THE RECORDS
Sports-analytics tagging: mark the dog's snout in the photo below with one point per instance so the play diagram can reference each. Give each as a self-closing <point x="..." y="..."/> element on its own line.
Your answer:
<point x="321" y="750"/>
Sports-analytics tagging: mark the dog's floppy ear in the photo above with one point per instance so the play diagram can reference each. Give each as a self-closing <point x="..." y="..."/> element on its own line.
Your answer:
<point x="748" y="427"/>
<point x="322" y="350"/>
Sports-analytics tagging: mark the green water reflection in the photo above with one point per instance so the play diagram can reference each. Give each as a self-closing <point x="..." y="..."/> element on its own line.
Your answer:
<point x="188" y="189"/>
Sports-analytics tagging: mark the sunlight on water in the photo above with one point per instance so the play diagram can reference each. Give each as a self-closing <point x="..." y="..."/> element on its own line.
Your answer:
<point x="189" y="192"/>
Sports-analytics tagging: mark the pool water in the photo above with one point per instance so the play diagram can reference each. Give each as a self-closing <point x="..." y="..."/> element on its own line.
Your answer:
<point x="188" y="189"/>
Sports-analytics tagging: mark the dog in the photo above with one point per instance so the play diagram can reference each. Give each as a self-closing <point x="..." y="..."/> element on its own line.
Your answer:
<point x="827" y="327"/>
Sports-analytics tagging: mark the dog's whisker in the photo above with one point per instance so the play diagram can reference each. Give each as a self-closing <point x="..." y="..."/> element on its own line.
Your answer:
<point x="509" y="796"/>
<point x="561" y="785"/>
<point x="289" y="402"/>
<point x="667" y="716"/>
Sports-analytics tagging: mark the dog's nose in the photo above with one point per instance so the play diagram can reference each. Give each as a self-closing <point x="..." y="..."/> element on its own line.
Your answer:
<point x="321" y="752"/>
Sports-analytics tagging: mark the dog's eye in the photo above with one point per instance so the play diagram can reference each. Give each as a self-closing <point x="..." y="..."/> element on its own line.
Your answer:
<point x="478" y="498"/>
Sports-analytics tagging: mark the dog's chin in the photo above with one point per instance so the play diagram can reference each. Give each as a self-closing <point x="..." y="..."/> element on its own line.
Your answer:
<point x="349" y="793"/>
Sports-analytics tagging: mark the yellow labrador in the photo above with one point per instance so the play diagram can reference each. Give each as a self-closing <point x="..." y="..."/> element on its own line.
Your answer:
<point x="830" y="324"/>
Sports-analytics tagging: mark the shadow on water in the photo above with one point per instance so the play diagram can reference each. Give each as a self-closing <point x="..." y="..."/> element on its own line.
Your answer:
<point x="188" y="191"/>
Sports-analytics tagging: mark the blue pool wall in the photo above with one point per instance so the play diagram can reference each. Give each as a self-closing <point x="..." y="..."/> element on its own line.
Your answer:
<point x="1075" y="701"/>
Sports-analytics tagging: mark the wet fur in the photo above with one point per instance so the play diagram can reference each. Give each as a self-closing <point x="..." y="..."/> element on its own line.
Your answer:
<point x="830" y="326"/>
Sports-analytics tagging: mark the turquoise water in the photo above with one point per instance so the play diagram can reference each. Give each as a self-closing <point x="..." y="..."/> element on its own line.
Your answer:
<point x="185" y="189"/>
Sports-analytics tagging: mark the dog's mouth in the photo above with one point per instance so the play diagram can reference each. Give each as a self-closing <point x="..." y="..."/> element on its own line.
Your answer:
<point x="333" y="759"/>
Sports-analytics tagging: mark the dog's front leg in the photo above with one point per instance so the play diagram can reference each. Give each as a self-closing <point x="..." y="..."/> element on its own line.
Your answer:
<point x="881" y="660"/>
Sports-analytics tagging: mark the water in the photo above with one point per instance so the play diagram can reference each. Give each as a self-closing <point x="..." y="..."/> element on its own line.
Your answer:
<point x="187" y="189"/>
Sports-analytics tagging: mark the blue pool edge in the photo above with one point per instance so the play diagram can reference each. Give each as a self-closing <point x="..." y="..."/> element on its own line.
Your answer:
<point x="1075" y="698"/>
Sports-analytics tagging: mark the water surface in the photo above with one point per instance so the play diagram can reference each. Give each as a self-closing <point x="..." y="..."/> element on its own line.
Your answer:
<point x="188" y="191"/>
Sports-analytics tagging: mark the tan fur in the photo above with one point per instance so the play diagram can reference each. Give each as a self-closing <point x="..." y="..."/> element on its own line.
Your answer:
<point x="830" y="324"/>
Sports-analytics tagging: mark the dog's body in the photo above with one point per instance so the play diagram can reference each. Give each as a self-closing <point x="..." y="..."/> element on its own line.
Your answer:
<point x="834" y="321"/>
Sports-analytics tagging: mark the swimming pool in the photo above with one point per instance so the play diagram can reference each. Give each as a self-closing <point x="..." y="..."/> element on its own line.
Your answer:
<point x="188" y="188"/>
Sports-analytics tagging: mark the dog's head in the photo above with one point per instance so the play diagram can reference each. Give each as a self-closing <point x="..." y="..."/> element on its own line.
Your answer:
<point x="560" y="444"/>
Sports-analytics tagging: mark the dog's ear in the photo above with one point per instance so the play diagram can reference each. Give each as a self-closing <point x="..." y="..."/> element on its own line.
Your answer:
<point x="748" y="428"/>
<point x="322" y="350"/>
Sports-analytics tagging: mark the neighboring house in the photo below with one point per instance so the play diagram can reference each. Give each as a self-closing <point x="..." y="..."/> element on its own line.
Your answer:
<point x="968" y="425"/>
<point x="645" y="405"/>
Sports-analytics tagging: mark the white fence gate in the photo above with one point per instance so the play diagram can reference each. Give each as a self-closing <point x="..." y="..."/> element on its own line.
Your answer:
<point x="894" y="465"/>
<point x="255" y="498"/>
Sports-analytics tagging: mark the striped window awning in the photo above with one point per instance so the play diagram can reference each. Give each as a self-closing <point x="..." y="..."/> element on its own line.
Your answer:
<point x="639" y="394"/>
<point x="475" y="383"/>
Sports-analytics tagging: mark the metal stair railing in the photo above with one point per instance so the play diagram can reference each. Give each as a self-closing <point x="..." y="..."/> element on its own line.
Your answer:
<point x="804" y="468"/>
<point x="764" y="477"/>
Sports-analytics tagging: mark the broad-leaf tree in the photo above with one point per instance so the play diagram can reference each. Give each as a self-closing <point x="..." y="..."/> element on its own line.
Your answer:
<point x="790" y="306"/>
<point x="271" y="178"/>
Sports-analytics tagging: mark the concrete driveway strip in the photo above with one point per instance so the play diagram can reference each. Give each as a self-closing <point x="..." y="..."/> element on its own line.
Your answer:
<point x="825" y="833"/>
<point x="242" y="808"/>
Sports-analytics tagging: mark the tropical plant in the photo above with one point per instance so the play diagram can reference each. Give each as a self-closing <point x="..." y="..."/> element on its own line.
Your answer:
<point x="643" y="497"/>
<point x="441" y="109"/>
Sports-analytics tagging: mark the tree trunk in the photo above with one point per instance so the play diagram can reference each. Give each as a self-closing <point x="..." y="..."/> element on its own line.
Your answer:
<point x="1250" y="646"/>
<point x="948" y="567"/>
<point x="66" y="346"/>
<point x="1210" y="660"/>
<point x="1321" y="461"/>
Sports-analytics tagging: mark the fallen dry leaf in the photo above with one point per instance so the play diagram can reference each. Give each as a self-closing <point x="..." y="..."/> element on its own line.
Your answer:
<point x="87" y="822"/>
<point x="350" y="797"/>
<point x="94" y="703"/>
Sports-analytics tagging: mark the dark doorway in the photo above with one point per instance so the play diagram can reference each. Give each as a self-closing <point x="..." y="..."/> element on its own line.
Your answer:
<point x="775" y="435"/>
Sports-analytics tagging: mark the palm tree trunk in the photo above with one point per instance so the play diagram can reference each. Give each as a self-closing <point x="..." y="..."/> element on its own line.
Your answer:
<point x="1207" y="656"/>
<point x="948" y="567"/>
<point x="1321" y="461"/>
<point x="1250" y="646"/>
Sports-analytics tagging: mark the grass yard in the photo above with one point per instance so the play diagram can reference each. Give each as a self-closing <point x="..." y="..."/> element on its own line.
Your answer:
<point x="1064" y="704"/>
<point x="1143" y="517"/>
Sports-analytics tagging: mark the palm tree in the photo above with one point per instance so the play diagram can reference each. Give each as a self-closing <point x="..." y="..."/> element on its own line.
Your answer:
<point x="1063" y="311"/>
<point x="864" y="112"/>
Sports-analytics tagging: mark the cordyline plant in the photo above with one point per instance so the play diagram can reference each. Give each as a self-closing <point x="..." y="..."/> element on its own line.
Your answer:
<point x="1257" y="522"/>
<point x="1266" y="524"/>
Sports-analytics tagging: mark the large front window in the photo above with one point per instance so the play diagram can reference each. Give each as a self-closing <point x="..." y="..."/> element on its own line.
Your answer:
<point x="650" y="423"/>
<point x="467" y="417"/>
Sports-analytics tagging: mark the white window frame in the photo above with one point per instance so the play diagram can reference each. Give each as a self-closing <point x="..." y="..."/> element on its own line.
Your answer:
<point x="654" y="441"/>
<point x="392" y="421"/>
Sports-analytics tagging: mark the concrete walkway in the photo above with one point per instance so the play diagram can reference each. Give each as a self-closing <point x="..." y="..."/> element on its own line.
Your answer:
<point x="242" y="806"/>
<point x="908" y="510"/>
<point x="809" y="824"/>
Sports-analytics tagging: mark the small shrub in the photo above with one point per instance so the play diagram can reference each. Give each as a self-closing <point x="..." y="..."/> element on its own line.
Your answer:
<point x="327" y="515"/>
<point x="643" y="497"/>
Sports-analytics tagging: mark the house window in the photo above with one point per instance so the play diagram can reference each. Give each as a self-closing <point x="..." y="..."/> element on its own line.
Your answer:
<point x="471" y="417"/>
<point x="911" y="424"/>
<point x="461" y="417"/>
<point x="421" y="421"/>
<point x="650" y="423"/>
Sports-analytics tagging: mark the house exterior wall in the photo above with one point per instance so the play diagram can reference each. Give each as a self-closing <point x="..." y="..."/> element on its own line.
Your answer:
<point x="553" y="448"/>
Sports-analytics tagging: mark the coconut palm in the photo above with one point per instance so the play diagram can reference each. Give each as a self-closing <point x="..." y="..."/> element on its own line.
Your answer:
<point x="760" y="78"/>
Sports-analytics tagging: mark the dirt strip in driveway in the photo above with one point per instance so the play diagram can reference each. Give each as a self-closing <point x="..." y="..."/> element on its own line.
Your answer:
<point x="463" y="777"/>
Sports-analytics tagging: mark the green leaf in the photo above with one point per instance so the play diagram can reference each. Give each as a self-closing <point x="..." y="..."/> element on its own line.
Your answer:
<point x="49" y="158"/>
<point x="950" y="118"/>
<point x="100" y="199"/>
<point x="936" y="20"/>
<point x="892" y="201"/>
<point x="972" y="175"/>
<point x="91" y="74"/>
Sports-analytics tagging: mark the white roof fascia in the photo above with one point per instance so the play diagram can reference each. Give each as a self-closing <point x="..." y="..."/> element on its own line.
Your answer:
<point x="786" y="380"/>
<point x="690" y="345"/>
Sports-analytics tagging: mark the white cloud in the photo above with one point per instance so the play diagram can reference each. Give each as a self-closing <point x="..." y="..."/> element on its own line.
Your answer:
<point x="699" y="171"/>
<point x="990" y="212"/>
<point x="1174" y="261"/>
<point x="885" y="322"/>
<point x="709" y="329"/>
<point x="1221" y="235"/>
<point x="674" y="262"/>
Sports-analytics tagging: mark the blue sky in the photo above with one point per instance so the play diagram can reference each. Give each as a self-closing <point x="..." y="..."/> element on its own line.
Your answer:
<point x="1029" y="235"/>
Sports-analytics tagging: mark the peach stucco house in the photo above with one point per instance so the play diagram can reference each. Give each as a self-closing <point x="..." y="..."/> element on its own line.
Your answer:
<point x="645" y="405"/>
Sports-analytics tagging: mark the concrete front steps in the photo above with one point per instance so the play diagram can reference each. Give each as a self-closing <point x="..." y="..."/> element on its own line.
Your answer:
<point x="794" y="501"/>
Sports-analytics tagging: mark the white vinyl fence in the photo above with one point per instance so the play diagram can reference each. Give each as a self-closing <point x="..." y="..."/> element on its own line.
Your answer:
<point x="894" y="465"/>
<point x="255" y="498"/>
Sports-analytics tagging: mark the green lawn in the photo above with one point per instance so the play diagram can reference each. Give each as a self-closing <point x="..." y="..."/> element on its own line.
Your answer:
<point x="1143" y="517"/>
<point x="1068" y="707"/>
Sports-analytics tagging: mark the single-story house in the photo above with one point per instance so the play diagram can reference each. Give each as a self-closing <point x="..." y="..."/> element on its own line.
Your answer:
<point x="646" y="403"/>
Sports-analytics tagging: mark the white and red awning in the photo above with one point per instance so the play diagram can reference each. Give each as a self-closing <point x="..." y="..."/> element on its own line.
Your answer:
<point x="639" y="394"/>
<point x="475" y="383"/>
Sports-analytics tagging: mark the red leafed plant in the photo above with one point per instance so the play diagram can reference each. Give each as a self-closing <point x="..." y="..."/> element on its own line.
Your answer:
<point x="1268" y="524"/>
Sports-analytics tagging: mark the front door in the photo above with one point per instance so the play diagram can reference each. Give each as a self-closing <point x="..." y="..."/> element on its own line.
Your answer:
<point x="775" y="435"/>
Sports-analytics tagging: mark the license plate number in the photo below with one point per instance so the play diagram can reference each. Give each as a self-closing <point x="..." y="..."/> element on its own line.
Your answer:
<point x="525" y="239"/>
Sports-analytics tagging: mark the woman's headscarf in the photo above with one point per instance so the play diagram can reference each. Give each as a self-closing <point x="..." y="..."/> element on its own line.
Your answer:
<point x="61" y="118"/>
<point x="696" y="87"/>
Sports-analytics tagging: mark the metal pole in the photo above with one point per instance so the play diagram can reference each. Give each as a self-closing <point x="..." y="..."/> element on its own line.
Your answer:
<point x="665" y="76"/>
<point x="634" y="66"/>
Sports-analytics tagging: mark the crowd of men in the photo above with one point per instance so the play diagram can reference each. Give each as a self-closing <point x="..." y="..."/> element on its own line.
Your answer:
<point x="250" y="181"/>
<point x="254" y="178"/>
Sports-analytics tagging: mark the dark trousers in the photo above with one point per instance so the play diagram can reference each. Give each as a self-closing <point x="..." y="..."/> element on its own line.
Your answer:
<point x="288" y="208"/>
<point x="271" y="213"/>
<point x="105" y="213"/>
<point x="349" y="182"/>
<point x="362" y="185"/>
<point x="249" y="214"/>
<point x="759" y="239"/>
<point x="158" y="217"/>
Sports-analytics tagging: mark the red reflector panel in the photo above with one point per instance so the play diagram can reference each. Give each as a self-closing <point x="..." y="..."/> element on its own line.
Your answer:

WHAT YOU HAVE TO DO
Reproduce the lines of the entries above exactly, but only from the line containing "Sports-analytics tagging: mark the woman's" through the final line.

WRITTEN ANSWER
Sports-analytics tagging: mark the woman's headscarf in the photo above with one point per instance so the play diagram can reference each. Give each as a self-closing <point x="..." y="..."/> element on its own line.
Your answer:
<point x="61" y="118"/>
<point x="696" y="87"/>
Sports-analytics tagging: mark the metal pole in the photo above with one point per instance so the play diagram can reference each. Give each as a self-closing <point x="..." y="..."/> element on its own line.
Your answer:
<point x="665" y="76"/>
<point x="634" y="66"/>
Sports-analytics tagging: mark the crowd of men in the photo above with one point per instance so the play diagram can reference each. Give each as a self-closing <point x="..." y="..."/> element on its own line.
Your answer:
<point x="250" y="181"/>
<point x="254" y="178"/>
Sports-analytics tagging: mark the dark trousers in the photo above with one point per instance so the play diagram can reference each. Give each as a self-closing <point x="..." y="..."/> element on its own line.
Your answer:
<point x="288" y="208"/>
<point x="271" y="213"/>
<point x="105" y="213"/>
<point x="349" y="182"/>
<point x="362" y="185"/>
<point x="249" y="214"/>
<point x="759" y="239"/>
<point x="158" y="217"/>
Sports-analytics tagging: mark the red reflector panel in the photo above with one point per instance so the play diagram can reference each. Give each as a self-closing <point x="..." y="..."/> element on its own line.
Your answer:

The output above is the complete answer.